**Exercise brief**
Print verbatim the lines of the data from the line containing "the tree canopy." through the line containing "Phrase: tree canopy", both included.

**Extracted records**
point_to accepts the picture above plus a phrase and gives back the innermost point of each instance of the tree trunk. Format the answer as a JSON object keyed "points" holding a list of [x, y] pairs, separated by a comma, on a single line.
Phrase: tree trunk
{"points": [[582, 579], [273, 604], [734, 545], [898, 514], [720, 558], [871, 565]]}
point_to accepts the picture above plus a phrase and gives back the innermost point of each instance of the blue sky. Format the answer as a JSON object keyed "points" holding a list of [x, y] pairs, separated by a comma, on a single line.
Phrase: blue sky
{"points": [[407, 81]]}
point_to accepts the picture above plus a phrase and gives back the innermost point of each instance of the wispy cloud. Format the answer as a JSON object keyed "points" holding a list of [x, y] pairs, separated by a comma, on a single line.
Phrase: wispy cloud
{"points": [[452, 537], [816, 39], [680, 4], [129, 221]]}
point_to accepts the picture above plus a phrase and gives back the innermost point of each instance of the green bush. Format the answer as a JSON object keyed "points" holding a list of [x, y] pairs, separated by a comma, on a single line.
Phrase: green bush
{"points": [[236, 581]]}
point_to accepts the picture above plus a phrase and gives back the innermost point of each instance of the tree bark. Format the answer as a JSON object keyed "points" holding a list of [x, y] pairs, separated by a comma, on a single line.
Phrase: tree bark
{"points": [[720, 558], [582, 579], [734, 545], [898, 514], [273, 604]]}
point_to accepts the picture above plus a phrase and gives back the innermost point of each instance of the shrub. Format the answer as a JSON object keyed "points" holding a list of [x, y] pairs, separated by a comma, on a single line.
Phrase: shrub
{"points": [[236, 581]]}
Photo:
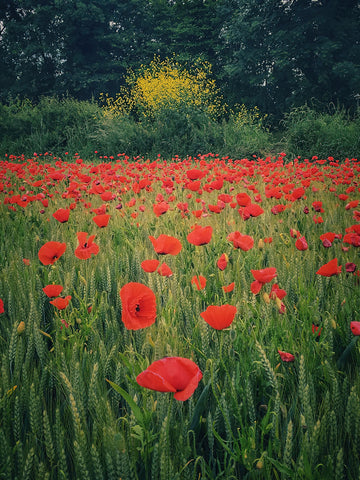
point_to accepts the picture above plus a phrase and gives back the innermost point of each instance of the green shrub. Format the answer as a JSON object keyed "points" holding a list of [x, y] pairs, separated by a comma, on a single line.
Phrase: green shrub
{"points": [[54, 125], [309, 132]]}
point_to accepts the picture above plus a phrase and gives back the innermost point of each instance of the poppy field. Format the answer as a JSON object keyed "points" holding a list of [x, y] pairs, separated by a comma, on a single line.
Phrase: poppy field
{"points": [[179, 319]]}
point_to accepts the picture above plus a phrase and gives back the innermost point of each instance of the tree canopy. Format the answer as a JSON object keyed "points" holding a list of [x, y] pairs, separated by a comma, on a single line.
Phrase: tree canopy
{"points": [[272, 54]]}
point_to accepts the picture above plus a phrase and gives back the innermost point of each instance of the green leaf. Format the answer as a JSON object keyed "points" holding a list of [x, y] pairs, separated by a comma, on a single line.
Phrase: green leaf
{"points": [[134, 407]]}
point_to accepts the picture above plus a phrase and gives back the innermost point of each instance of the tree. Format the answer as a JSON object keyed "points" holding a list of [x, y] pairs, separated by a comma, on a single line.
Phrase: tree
{"points": [[279, 54]]}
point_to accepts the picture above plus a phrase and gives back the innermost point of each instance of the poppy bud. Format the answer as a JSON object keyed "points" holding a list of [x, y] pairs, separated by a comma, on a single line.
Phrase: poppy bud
{"points": [[21, 328], [266, 297]]}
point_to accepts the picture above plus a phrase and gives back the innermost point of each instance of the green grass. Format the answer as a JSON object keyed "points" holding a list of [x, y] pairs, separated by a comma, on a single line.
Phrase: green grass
{"points": [[252, 416]]}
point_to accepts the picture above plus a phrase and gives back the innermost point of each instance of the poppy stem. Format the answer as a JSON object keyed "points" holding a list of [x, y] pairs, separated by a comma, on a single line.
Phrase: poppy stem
{"points": [[344, 356]]}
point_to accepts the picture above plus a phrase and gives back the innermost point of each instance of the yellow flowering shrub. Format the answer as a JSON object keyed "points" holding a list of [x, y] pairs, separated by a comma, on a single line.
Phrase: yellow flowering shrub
{"points": [[166, 85]]}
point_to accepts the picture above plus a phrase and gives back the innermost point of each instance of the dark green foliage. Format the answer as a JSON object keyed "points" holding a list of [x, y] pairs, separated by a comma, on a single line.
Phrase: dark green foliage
{"points": [[309, 132], [52, 125]]}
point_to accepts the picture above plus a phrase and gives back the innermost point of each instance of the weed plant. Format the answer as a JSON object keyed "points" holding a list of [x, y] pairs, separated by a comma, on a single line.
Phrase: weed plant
{"points": [[70, 406]]}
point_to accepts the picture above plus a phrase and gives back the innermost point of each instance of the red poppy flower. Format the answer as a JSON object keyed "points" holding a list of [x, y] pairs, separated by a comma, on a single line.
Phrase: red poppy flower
{"points": [[229, 288], [86, 246], [317, 206], [352, 204], [244, 242], [200, 235], [264, 275], [277, 292], [251, 210], [138, 306], [286, 357], [164, 270], [199, 282], [102, 220], [150, 266], [301, 244], [160, 208], [329, 269], [219, 317], [352, 238], [165, 244], [350, 267], [61, 302], [276, 209], [355, 328], [171, 374], [50, 252], [297, 193], [53, 290], [62, 215], [256, 286], [317, 220], [107, 196], [222, 262], [195, 173]]}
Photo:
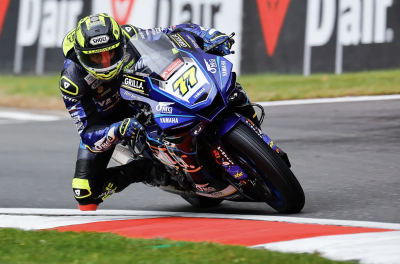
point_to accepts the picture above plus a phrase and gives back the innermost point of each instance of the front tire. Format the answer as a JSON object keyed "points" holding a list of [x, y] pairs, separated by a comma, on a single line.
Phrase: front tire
{"points": [[287, 193]]}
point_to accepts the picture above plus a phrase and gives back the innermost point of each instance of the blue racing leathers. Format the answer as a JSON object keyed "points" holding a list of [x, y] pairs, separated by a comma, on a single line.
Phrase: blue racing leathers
{"points": [[96, 106]]}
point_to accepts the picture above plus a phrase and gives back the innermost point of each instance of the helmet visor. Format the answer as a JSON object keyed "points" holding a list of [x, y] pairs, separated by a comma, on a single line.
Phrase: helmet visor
{"points": [[102, 60]]}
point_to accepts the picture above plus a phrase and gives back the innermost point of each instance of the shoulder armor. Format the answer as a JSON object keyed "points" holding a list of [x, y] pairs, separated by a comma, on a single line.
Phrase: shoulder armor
{"points": [[68, 43], [74, 81], [68, 86], [129, 31]]}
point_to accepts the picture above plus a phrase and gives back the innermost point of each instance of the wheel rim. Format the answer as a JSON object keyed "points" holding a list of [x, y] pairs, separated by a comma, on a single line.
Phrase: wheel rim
{"points": [[250, 168]]}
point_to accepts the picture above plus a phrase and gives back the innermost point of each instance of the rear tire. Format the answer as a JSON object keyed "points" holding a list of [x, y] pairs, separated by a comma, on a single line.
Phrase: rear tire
{"points": [[241, 139], [201, 201]]}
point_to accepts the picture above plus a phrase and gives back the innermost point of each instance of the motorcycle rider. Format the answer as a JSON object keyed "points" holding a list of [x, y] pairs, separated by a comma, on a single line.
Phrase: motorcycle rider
{"points": [[96, 53]]}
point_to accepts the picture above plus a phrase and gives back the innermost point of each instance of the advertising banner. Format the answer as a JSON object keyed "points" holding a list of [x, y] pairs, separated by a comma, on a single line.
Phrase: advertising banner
{"points": [[31, 33], [305, 36], [223, 15]]}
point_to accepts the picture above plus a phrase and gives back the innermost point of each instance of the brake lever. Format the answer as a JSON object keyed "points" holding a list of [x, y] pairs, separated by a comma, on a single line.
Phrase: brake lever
{"points": [[206, 49]]}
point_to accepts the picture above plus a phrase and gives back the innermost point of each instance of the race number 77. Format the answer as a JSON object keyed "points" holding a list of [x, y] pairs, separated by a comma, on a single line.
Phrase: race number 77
{"points": [[186, 81]]}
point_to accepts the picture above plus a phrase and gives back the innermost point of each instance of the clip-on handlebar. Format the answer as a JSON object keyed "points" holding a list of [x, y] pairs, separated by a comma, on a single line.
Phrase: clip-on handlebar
{"points": [[228, 38]]}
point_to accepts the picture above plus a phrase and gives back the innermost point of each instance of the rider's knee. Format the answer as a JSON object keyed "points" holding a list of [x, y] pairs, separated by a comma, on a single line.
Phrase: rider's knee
{"points": [[83, 193]]}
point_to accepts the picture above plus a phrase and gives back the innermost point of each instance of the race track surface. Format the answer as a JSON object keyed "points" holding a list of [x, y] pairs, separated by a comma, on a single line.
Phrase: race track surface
{"points": [[345, 155]]}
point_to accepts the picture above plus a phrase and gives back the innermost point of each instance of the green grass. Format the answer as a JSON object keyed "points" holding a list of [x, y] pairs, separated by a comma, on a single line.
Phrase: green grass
{"points": [[259, 87], [17, 246]]}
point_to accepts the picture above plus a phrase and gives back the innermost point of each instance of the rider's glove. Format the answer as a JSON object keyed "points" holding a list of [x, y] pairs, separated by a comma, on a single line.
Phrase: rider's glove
{"points": [[129, 128], [213, 36]]}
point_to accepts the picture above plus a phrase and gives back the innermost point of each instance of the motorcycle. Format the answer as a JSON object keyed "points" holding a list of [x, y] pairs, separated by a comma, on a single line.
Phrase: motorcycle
{"points": [[183, 96]]}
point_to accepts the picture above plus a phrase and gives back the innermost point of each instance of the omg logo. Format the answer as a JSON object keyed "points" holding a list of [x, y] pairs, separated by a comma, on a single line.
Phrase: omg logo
{"points": [[99, 40]]}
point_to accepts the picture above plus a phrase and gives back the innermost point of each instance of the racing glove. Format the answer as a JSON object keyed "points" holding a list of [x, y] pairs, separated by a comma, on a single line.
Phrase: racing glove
{"points": [[129, 128], [213, 36]]}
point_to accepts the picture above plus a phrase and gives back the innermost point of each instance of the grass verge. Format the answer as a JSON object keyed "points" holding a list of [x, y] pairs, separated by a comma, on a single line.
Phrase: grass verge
{"points": [[42, 91], [17, 246]]}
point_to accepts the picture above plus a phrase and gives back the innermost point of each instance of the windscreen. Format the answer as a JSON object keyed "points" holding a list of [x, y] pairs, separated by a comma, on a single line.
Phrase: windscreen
{"points": [[158, 55]]}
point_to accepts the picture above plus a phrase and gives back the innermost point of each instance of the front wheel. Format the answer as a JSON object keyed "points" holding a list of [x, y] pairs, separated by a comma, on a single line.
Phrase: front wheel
{"points": [[259, 160]]}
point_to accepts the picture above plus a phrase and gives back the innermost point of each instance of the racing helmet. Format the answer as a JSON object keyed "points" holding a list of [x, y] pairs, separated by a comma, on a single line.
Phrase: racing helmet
{"points": [[100, 46]]}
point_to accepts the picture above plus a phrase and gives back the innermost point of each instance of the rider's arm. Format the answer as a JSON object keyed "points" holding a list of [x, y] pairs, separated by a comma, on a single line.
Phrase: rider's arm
{"points": [[95, 134]]}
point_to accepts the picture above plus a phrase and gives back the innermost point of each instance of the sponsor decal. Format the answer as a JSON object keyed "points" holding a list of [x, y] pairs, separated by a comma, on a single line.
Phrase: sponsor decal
{"points": [[96, 84], [133, 96], [198, 129], [99, 40], [69, 99], [169, 120], [164, 108], [272, 14], [102, 144], [238, 175], [111, 135], [103, 94], [205, 188], [77, 121], [223, 68], [73, 109], [121, 10], [232, 97], [126, 58], [200, 92], [193, 41], [271, 144], [90, 79], [181, 42], [187, 80], [225, 192], [142, 74], [43, 24], [211, 66], [171, 69], [110, 100], [225, 156], [169, 144], [255, 129], [134, 84], [109, 191]]}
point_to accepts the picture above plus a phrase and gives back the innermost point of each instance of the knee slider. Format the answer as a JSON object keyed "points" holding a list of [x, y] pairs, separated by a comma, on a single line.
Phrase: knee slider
{"points": [[81, 188]]}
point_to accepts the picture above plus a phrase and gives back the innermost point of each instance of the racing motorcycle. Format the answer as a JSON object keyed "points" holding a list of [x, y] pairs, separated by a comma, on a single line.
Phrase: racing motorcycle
{"points": [[183, 96]]}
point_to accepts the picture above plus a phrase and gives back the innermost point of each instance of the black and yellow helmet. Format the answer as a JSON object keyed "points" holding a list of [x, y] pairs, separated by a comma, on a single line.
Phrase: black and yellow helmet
{"points": [[100, 46]]}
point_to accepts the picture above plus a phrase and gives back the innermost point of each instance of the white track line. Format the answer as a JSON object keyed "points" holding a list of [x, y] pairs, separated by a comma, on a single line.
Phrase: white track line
{"points": [[368, 248], [120, 213], [27, 116], [332, 100]]}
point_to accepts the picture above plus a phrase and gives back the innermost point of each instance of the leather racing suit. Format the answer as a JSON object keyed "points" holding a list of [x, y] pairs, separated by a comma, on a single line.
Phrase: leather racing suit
{"points": [[95, 105]]}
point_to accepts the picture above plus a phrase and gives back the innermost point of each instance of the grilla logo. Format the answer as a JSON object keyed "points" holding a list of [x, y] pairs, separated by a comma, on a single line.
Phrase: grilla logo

**Answer to this problem**
point_to accepts the picture above plus a phrase and gives back the innermost point of each instance of the tree canopy. Format the answer as a JSON object keyed "points" holding a list of [x, y] pairs, separated by a comma, on a single line.
Phrase: tree canopy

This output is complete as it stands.